Il diritto alle ferie può dunque essere definito un diritto ad esercizio condizionato, in quanto il datore di lavoro può autonomamente determinare il periodo feriale del lavoratore, purché ciò avvenga nel rispetto delle modalità di godimento e del periodo minimo previsto dalla normativa e dai contratti collettivi.

Infatti, l’art. 2109, comma 2, I cpv., c.c. stabilisce che il periodo feriale deve essere goduto nel tempo che stabilisce l’imprenditore, il quale, ai sensi del comma 3, “[…] deve preventivamente comunicare al prestatore di lavoro il periodo stabilito per il godimento delle ferie”.

Pertanto, la condotta del datore di lavoro che neghi al lavoratore il godimento delle ferie in un determinato periodo non è rilevante in termini legali e, pertanto, non è sanzionabile. Né tantomeno sanzionabile è la condotta del datore di lavoro che richiami in servizio il lavoratore che si trovi in ferie.[5]

In tali evenienze, può senza dubbio alcuno escludersi che la condotta del datore di lavoro possa rilevare quale ipotesi di “mobbing”.

Nella definizione offerta dalla psicologia del lavoro, cui gran parte della giurisprudenza di merito ha ormai aderito (cfr., ex plurimis, Trib. Forlì n. 28/2005), il “mobbing” configura una situazione lavorativa di conflittualità sistematica, persistente ed in costante progresso in cui il lavoratore è fatto oggetto di azioni ad alto contenuto persecutorio da parte di uno o più aggressori in posizione superiore, inferiore o di parità (datore di lavoro, colleghi o suoi subordinati), con lo scopo di causare alla vittima danni di vario tipo e gravità, la quale si trova nell’impossibilità di reagire adeguatamente a tali attacchi, accusando nel lungo periodo disturbi psicosomatici, relazionali e dell’umore che, nei casi più gravi, possono portare anche a invalidità psicofisica permanente.

Come rilevato dal Giudice di legittimità (cfr., ex plurimis, Cass. n. 24837/2018), ai fini della configurabilità del “mobbing” sono rilevanti quattro elementi: la molteplicità di comportamenti di carattere persecutorio, illeciti o anche leciti se considerati singolarmente, che siano stati posti in essere in modo miratamente sistematico e prolungato contro il dipendente con intento vessatorio; l’evento lesivo della salute o della personalità del dipendente; il nesso eziologico tra la condotta del datore e il pregiudizio all’integrità psico-fisica del lavoratore; la prova dell’elemento soggettivo, cioè dell’intento persecutorio del datore di lavoro.

* * *

● Consegna: Scrivi il seguito del testo sul diritto alle ferie e sul mobbing, cominciando subito dopo la sua ultima frase. I record non hanno alcun ruolo in questo esercizio.

(Voci del dataset)

* * *

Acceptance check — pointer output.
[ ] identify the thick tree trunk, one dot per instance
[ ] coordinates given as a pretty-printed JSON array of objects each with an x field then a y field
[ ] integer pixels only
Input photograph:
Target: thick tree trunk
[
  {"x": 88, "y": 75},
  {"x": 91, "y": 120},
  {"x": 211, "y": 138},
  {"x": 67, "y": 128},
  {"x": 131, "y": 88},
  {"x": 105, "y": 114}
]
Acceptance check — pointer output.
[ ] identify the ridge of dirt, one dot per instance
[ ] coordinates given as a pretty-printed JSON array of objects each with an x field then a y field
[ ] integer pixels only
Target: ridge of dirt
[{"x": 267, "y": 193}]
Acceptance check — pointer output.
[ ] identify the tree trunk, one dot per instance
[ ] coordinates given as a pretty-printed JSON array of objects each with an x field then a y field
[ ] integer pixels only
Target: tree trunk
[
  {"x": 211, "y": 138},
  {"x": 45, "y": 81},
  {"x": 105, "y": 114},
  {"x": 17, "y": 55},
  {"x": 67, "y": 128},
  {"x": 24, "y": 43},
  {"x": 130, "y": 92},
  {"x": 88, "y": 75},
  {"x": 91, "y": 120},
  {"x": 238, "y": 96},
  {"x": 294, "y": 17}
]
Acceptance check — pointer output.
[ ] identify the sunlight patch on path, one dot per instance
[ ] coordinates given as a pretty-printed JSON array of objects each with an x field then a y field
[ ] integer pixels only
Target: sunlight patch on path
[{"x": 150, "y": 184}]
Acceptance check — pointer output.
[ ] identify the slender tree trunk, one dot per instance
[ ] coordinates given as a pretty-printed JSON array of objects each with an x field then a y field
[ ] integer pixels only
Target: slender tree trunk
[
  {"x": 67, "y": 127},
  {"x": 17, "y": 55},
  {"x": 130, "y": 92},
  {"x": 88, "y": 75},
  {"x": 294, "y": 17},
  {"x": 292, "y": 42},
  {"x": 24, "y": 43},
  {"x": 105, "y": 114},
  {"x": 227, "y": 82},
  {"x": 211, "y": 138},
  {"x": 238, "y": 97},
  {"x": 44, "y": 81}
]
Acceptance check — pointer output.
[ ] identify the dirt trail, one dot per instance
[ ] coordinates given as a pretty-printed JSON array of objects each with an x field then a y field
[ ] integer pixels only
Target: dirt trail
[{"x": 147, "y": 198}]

* * *

● Risposta:
Altresì, la condotta del datore di lavoro che neghi al lavoratore di godere le ferie in un determinato periodo non può configurarsi come “straining”.

Lo “straining” consiste in una forma attenuata di “mobbing”, in cui difetta la continuità delle azioni vessatorie, potendo configurarsi anche a seguito di una singola azione con effetti duraturi (Trib. Bergamo, 21 aprile 2005; Cass. n. 18164/2018).

In particolare, lo “straining” è definito come “una situazione di stress forzato sul posto di lavoro, in cui la vittima subisce almeno una azione che ha come conseguenza un effetto negativo nell’ambiente lavorativo, azione che oltre ad essere stressante è caratterizzata anche da una durata costante. La vittima è rispetto alla persona che attua lo straining, in persistente inferiorità. Lo straining viene attuato appositamente contro una o più persone ma sempre in maniera discriminante” (dott. psicologo Harald Ege).

A livello giurisprudenziale, lo “straining” è stato accertato perlopiù in relazione alle condizioni lavorative cc.dd. “stressogene” determinate, anche colposamente, dal datore di lavoro (cfr., ex plurimis, Cass. n. 33428/2022).

Sul tema delle ferie, l’unico caso di “straining” che si rileva (per quel che risulta) è quello deciso dal Tribunale di Vibo Valentia (Sentenza n. 197/2019), il quale ha così qualificato la condotta del datore di lavoro che aveva revocato le ferie al dipendente senza un congruo anticipo, rilevando che detta condotta fosse illecita per contrarietà ai principi di correttezza e buona fede di cui agli artt. 1175 e 1375 c.c., con conseguente condanna al risarcimento del danno.

Ciò sul presupposto che “[…] l’attribuzione al datore di lavoro del potere di revocare eventuali ferie già concesse (anche a seguito di una mera riconsiderazione delle esigenze aziendali e non solamente al cospetto di circostanze sopravvenute), onera comunque la parte datoriale alla congrua esternazione delle valutazioni appositamente compiute, al fine di scongiurare profili di arbitrarietà della decisione di revoca o modifica. […] qualora non si ritenesse biasimevole detto contegno si consegnerebbe la vita extra-lavorativa del dipendente alla mercè della sua controparte datoriale, così legittimata a stravolgere […] la pianificazione del periodo di riposo, nonostante l’utile perfezionamento del suo iter autorizzativo, attivato e concluso in epoca sufficientemente risalente”.

Tuttavia, è opportuno sottolineare che nel caso sottoposto all’esame del Tribunale vibonese la revoca delle ferie era intervenuta dopo che erano state già assentite dal datore di lavoro e programmate dal lavoratore, il quale aveva prenotato una vacanza.

La condotta del datore del lavoro che invece neghi il diritto del lavoratore di godere del periodo minimo legale di ferie da parte del datore di lavoro, è legalmente rilevante.

Tale condotta, infatti, è punita con la sanzione amministrativa pecuniaria da 100 a 600 euro.

Tuttavia, se la violazione si riferisce a più di cinque lavoratori ovvero si è verificata in almeno due anni, la sanzione amministrativa è da 400 a 1.500 euro.

Invece, se la violazione si riferisce a più di dieci lavoratori ovvero si è verificata in almeno quattro anni, la sanzione amministrativa è da 800 a 4.500 euro e non è ammesso il pagamento della sanzione in misura ridotta (art. 18-bis, comma 3, D.lgs. n. 66/2003).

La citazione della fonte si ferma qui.